:: Material supplied ::
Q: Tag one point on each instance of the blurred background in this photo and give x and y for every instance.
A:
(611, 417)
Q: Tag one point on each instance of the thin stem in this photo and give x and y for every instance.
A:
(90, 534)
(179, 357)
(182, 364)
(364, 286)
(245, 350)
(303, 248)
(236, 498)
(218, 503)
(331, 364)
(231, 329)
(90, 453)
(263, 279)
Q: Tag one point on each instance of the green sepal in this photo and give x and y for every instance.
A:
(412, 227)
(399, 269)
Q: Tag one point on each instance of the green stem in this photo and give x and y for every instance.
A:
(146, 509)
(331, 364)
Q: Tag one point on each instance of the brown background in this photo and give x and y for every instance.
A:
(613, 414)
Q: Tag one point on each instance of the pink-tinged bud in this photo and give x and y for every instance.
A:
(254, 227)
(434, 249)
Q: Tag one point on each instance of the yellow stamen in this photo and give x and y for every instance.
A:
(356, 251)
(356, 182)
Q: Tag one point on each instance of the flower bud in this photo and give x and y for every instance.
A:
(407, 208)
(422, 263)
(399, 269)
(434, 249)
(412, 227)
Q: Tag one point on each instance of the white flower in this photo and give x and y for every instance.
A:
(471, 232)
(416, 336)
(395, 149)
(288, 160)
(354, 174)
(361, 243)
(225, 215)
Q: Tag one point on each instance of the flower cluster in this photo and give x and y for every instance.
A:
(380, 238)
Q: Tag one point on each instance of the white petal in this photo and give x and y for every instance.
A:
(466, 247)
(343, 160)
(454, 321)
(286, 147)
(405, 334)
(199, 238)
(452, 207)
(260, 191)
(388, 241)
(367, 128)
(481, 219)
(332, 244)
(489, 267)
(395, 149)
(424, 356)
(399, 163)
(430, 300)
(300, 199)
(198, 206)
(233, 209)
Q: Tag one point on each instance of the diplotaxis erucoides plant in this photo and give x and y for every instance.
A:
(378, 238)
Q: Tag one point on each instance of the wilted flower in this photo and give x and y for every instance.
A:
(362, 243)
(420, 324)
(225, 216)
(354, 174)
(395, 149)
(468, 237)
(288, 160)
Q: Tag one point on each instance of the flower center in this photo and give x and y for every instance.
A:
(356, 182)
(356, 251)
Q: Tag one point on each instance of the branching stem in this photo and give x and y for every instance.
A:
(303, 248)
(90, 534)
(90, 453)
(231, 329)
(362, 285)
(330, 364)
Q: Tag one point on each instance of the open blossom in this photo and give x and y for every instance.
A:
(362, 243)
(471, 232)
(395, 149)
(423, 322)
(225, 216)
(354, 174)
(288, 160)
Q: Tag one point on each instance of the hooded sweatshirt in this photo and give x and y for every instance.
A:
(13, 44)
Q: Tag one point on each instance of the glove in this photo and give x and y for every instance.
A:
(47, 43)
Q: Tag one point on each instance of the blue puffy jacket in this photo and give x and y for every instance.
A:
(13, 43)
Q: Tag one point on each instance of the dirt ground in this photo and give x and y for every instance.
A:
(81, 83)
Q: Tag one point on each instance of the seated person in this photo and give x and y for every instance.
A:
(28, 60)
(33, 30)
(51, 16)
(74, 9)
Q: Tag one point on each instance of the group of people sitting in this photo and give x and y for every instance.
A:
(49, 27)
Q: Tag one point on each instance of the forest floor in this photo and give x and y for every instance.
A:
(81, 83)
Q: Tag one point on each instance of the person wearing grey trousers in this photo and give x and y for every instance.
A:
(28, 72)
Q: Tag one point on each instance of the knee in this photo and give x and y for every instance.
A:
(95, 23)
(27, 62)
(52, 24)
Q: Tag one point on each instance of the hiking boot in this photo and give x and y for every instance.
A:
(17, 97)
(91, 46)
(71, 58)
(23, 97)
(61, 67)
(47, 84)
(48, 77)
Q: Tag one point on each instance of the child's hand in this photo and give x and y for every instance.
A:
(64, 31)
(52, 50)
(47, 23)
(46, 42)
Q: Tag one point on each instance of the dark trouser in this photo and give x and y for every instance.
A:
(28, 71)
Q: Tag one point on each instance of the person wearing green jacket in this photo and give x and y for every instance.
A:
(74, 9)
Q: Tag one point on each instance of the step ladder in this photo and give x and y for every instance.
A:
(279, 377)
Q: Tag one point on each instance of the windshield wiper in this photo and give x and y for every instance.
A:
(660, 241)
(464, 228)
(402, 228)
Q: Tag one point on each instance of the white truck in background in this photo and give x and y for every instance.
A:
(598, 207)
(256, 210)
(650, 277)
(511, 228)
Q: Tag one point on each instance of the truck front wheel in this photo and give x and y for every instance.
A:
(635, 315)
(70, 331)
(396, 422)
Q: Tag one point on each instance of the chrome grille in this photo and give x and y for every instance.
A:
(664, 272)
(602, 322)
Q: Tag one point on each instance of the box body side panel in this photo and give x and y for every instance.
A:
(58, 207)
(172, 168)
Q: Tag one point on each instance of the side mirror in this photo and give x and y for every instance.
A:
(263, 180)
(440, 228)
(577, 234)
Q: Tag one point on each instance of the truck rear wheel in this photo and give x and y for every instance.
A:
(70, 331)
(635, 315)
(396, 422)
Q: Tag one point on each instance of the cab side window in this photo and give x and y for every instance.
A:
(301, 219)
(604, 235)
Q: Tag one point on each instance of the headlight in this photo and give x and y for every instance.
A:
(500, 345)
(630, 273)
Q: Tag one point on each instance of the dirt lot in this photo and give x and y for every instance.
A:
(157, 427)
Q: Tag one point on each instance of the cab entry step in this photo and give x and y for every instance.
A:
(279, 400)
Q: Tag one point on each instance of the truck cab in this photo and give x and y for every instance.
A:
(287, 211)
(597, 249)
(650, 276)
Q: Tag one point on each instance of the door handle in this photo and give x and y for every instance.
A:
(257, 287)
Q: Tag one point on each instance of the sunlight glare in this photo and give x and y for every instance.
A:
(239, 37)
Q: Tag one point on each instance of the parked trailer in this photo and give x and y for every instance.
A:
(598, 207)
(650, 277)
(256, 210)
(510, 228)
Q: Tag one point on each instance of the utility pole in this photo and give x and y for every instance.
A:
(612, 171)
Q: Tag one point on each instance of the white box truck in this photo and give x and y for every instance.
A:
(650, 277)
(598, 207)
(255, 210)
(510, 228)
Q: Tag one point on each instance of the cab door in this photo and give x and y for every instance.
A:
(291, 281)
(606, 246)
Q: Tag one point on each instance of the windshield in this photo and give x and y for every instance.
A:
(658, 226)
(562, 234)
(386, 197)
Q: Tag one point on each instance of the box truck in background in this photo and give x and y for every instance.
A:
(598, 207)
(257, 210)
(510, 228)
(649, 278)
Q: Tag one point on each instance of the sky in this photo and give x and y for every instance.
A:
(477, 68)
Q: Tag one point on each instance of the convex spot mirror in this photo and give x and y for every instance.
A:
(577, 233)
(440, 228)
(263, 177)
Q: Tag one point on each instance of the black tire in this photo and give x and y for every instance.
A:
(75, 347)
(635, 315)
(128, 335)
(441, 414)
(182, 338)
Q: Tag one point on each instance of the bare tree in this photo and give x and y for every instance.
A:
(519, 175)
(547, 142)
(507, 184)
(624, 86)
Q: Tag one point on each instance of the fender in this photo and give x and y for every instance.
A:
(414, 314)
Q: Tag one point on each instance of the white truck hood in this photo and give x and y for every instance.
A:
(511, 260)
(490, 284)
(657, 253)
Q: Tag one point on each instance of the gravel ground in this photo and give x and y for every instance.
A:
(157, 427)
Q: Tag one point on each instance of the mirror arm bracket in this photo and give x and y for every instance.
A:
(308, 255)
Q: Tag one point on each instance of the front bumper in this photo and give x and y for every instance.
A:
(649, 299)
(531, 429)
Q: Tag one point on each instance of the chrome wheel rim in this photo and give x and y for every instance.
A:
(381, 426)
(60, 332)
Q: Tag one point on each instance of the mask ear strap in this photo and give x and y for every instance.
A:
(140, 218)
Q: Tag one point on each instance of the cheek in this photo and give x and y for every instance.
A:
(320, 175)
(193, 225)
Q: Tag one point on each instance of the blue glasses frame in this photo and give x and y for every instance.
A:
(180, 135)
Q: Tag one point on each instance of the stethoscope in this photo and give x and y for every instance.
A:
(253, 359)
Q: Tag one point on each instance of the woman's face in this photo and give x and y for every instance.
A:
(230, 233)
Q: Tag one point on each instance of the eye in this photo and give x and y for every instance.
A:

:: Task ::
Take every line from the records above that has the word "stem" and copy it.

:: Exercise answer ::
Q: Tag one point on each instance of the thin stem in this photo and give x and y for every instance.
Q: Tag one point on each instance of the green stem in this photo and give x and y for every instance.
Q: Tag one point on each instance of the branching stem in this photo and give x and y for every instance.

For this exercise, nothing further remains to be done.